= DIRECTIVE =
Set out the stretch of the records below from the line containing "of the roof" through the line containing "M168 33L172 33L173" as a Markdown table with the columns No. and Text. Put one line per row with its running number, and omit any blank lines.

************

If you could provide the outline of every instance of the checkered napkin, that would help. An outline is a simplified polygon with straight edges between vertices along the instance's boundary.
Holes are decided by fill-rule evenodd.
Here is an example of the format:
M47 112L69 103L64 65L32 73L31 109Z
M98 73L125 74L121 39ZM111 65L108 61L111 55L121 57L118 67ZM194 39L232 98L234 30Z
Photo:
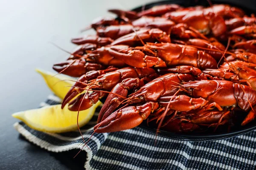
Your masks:
M50 95L41 105L59 104ZM81 128L85 141L93 132L97 112ZM49 151L59 152L84 146L78 131L61 134L34 130L22 122L14 126L29 142ZM158 136L134 128L109 133L95 133L83 148L87 152L84 167L97 170L255 170L256 131L211 142L179 141Z

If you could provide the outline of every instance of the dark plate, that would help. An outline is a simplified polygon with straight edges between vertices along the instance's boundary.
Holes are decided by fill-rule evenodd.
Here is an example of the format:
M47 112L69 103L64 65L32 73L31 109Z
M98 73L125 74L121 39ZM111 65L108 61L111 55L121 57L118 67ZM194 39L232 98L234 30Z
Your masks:
M248 1L245 2L239 0L233 1L211 1L213 4L215 3L227 3L231 6L237 6L243 9L247 13L248 15L253 13L253 11L256 11L256 5L255 1L252 0L250 2ZM156 5L176 3L184 7L192 6L196 5L202 5L209 6L209 4L207 0L168 0L158 2L146 5L145 8L147 9ZM137 8L133 10L140 11L142 9L142 6ZM242 113L241 113L242 114ZM142 130L153 135L156 134L156 129L147 125L145 122L143 122L137 128ZM253 121L249 124L245 126L238 126L231 129L230 132L224 133L179 133L167 132L162 130L160 130L158 136L171 139L180 141L206 141L215 140L229 138L239 135L241 135L252 130L256 129L256 120ZM227 130L227 129L226 130Z

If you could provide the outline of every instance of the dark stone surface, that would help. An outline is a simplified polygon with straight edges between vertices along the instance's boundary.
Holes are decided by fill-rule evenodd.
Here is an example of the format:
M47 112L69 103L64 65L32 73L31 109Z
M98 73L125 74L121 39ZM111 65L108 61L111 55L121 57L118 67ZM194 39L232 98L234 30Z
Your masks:
M50 91L34 70L52 71L52 64L67 56L49 43L71 51L70 37L107 9L128 10L156 0L95 0L52 1L13 0L0 3L0 169L84 169L85 153L47 152L30 143L12 126L17 120L12 113L36 108ZM177 0L175 1L177 1ZM231 0L255 8L252 0ZM93 33L90 30L85 34Z

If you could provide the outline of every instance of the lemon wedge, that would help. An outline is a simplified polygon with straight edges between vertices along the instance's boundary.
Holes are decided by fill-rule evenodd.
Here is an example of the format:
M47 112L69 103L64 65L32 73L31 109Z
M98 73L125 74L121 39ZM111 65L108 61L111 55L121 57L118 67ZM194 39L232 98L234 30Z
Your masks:
M66 94L70 88L70 86L74 84L73 81L76 80L70 77L61 74L58 74L41 69L36 69L35 71L43 76L45 82L51 90L61 99L64 99ZM65 80L65 81L64 81Z
M79 113L79 123L81 127L90 120L95 109L101 104L98 102L90 108ZM35 130L44 132L62 133L78 129L77 112L63 109L61 105L45 106L41 108L17 112L12 116L18 119Z

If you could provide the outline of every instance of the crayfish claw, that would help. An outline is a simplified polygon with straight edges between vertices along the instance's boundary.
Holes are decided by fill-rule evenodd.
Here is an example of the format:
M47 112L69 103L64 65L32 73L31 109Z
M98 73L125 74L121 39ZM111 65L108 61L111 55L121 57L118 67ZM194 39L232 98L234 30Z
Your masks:
M96 133L109 133L131 129L146 119L158 107L157 103L148 102L137 106L129 106L116 110L94 127Z

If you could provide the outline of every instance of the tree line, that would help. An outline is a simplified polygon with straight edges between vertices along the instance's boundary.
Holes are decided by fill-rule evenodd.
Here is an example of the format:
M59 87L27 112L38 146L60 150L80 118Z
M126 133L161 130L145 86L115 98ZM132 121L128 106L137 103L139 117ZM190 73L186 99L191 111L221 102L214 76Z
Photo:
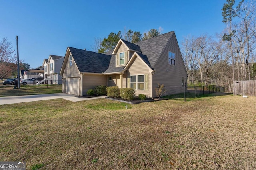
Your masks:
M162 34L162 29L160 27L159 29L151 29L144 33L142 35L140 31L134 31L131 29L126 31L124 29L123 31L120 31L117 33L111 33L107 38L103 39L100 38L95 38L92 49L94 52L106 53L113 50L120 39L134 43L159 35Z
M216 84L233 90L234 80L256 80L255 0L227 0L222 9L227 27L214 36L188 36L181 50L190 86Z
M7 38L3 38L0 41L0 78L17 77L17 57L14 54L11 43ZM21 70L28 70L30 68L28 63L20 61L20 68Z

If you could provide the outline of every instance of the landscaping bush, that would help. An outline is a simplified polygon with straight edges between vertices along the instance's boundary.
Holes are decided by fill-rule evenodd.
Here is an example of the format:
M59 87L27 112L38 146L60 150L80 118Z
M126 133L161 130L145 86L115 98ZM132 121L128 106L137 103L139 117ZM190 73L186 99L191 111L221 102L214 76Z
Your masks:
M144 94L140 94L138 97L140 100L143 100L146 99L146 95Z
M108 87L106 88L107 95L117 98L120 96L120 89L117 86Z
M87 95L89 96L93 95L94 94L94 90L93 89L89 89L86 92Z
M132 88L123 88L121 89L120 96L122 98L133 100L135 98L135 90Z
M97 86L95 87L95 90L96 94L98 95L102 95L106 94L106 88L107 87L104 85Z

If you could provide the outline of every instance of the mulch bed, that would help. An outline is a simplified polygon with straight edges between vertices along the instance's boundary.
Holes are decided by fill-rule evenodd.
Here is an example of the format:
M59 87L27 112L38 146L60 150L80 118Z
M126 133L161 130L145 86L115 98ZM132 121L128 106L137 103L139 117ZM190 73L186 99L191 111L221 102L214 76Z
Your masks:
M94 97L104 96L106 95L84 95L84 96L75 96L75 97L77 97L80 98L93 98Z
M147 98L145 100L139 100L138 98L136 98L133 100L128 100L124 99L122 99L122 98L114 98L113 97L109 96L106 97L105 98L108 99L110 99L112 100L123 102L129 104L138 104L142 102L156 102L159 100L166 100L167 99L162 98L160 98L160 99L152 99L151 98Z

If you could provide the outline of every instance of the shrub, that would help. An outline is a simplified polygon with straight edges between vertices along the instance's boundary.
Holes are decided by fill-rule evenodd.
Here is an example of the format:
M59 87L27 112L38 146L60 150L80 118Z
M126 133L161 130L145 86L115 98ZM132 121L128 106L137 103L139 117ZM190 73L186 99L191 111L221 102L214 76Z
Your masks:
M146 99L146 95L144 94L140 94L138 97L140 100L143 100Z
M120 96L122 98L133 100L135 98L135 90L132 88L123 88L121 89Z
M106 94L106 86L104 85L97 86L94 89L96 94L98 95Z
M165 93L166 91L165 90L164 90L164 84L160 85L159 83L158 84L157 87L155 88L155 90L156 90L156 94L157 98L159 99L162 95Z
M92 96L94 94L94 90L93 89L89 89L86 92L88 95Z
M120 89L117 86L108 87L106 88L107 95L117 98L120 96Z

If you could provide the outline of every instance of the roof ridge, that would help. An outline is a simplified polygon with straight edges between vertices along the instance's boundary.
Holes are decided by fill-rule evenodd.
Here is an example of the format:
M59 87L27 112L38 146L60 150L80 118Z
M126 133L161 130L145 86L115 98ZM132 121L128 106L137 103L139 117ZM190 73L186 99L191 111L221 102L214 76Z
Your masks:
M72 48L73 49L77 49L78 50L82 50L82 51L88 51L88 52L91 52L91 53L96 53L97 54L103 54L103 55L110 55L110 56L112 55L109 55L108 54L104 54L104 53L98 53L98 52L95 52L95 51L89 51L89 50L85 50L85 49L78 49L77 48L72 47L68 47L68 48Z
M168 33L172 33L173 32L174 32L174 31L172 31L168 32L168 33L164 33L164 34L161 34L161 35L157 35L157 36L156 36L155 37L151 37L150 38L149 38L148 39L144 39L144 40L142 40L142 41L140 41L137 42L137 43L134 43L134 44L137 45L137 44L136 44L136 43L140 43L140 42L144 41L145 41L148 40L149 40L149 39L152 39L152 38L156 38L156 37L158 37L162 36L162 35L165 35L167 34Z

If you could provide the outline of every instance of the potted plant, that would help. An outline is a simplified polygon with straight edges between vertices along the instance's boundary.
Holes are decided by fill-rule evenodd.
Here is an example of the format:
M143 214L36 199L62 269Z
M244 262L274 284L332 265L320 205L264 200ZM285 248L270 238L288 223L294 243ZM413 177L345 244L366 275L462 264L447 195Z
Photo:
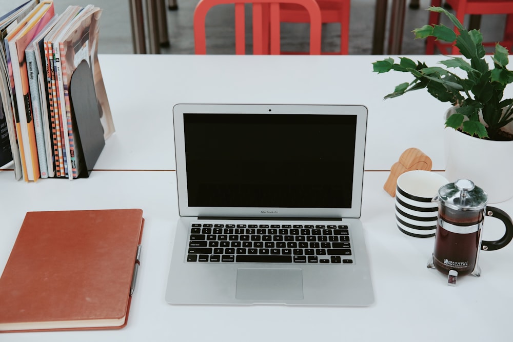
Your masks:
M373 71L381 73L394 70L409 73L414 77L410 83L397 86L385 98L425 88L439 100L451 104L445 120L447 178L453 182L467 178L488 192L490 202L505 200L513 196L513 179L509 176L513 169L513 98L503 98L506 86L513 82L513 72L506 67L508 50L496 45L490 68L480 32L467 30L454 15L441 7L431 7L429 10L444 14L456 30L442 24L425 25L413 30L416 38L432 36L455 42L465 58L449 57L439 62L441 67L428 67L405 57L400 57L398 63L388 58L373 63ZM456 146L459 140L462 146ZM510 150L501 152L503 147ZM463 160L456 159L460 157ZM484 160L488 157L490 160ZM496 166L492 164L494 158L499 163ZM500 173L504 174L504 179L499 179Z

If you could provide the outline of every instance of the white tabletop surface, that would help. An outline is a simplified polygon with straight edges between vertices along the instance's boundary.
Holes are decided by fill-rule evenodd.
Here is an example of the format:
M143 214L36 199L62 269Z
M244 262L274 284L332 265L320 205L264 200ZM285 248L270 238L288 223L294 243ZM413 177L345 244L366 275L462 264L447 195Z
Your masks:
M174 168L173 105L363 104L369 111L367 170L389 169L412 147L432 158L433 169L443 169L441 113L446 106L422 92L383 101L410 78L372 73L371 63L380 58L101 56L116 133L87 179L26 183L14 180L12 171L0 171L0 272L27 211L141 208L146 222L141 273L128 325L119 330L0 334L0 341L508 340L513 245L483 252L481 277L467 276L456 287L447 286L445 276L426 267L433 238L411 237L396 228L394 199L383 190L386 171L366 172L364 182L361 218L372 306L174 306L164 299L177 219L175 174L169 171ZM405 131L424 117L418 128ZM400 128L394 129L398 123ZM513 200L494 205L513 214ZM497 221L486 219L485 239L500 237Z
M373 72L372 63L386 57L102 55L116 132L95 168L174 170L172 107L190 102L364 105L366 170L389 170L409 147L429 156L433 170L444 170L441 137L449 104L425 90L384 100L412 79ZM410 57L429 66L444 59Z
M165 299L177 218L173 171L93 171L89 179L15 182L0 172L3 193L0 272L26 211L140 208L146 219L141 267L128 324L119 330L0 334L1 341L507 340L513 306L513 246L483 252L482 275L458 279L426 265L433 238L396 227L388 173L365 173L362 219L376 303L370 307L174 306ZM65 199L64 192L76 194ZM513 212L513 201L497 205ZM487 218L485 239L501 232ZM455 335L456 334L456 335Z

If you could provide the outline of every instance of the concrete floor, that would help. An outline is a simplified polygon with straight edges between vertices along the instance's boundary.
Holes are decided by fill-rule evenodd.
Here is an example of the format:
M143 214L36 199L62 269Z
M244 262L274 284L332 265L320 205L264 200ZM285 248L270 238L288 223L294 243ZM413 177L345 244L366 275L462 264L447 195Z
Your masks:
M0 13L3 14L26 0L2 0ZM193 54L194 42L192 16L199 0L177 0L177 11L167 11L168 30L170 46L161 49L162 53ZM352 0L349 30L349 53L370 54L374 24L375 0ZM391 1L388 1L390 6ZM85 6L88 0L54 0L55 10L62 13L70 5ZM427 23L425 10L430 0L420 0L420 9L406 9L403 54L422 54L424 41L413 39L411 31ZM132 53L131 31L128 0L108 0L96 4L104 9L101 19L100 53ZM215 10L215 11L214 10ZM207 14L207 53L233 54L233 9L214 9ZM485 40L501 38L504 16L487 16L482 22ZM282 50L308 49L308 27L304 24L282 24ZM323 27L323 51L337 51L340 39L338 24L324 24ZM386 39L386 37L385 38ZM385 44L385 53L386 52Z

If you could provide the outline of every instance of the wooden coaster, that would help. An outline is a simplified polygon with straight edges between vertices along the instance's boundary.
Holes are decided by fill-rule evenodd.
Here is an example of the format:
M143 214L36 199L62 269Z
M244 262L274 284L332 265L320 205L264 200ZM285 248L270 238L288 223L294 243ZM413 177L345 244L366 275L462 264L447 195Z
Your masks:
M383 189L392 197L396 196L397 178L403 173L413 170L431 171L433 163L431 158L418 148L412 147L403 152L399 161L394 163L390 168L388 179L385 183Z

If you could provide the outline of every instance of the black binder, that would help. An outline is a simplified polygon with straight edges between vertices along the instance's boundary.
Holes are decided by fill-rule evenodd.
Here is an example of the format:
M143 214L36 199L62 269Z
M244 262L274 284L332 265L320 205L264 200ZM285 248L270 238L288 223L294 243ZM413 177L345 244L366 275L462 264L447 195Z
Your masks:
M81 62L73 73L69 94L78 177L87 177L105 146L105 140L100 121L102 109L92 72L86 61Z

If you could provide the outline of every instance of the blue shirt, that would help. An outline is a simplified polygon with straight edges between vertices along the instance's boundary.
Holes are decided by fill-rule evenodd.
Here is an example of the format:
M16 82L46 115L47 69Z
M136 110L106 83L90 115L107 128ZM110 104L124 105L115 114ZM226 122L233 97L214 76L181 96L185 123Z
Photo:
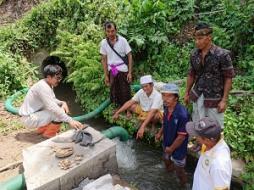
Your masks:
M164 106L163 147L171 146L178 135L185 135L183 143L172 153L172 157L177 160L184 159L187 154L188 134L185 126L188 121L189 113L180 103L176 104L171 115L168 113L168 108Z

************

= RESULT OF THE EXERCISE =
| No. | Text |
|---|---|
| 1 | If you could provide the outline of every instance of the roof ridge, that would help. An outline is a simplified polygon with straight edges between vertices along the instance's boundary. |
| 2 | Holes are decided by fill-rule evenodd. |
| 3 | Here is an example of the format: |
| 4 | M59 87L27 112L38 146L60 150L80 118Z |
| 5 | M126 133L161 130L145 86L115 98ZM132 121L128 106L137 103L139 117ZM190 73L186 99L191 111L221 102L214 76Z |
| 6 | Your masks: |
| 7 | M72 48L73 49L77 49L78 50L82 50L82 51L88 51L88 52L91 52L91 53L96 53L97 54L103 54L103 55L110 55L110 56L112 55L109 55L108 54L104 54L104 53L98 53L98 52L95 52L95 51L89 51L89 50L85 50L85 49L78 49L77 48L72 47L68 47L68 48Z |
| 8 | M168 33L172 33L173 32L174 32L174 31L172 31L168 32L168 33L164 33L164 34L161 34L161 35L157 35L157 36L156 36L155 37L151 37L150 38L149 38L148 39L144 39L144 40L142 40L142 41L140 41L137 42L137 43L134 43L134 44L137 45L137 44L136 44L136 43L140 43L140 42L144 41L145 41L148 40L149 40L149 39L152 39L152 38L156 38L156 37L158 37L162 36L162 35L165 35L167 34Z |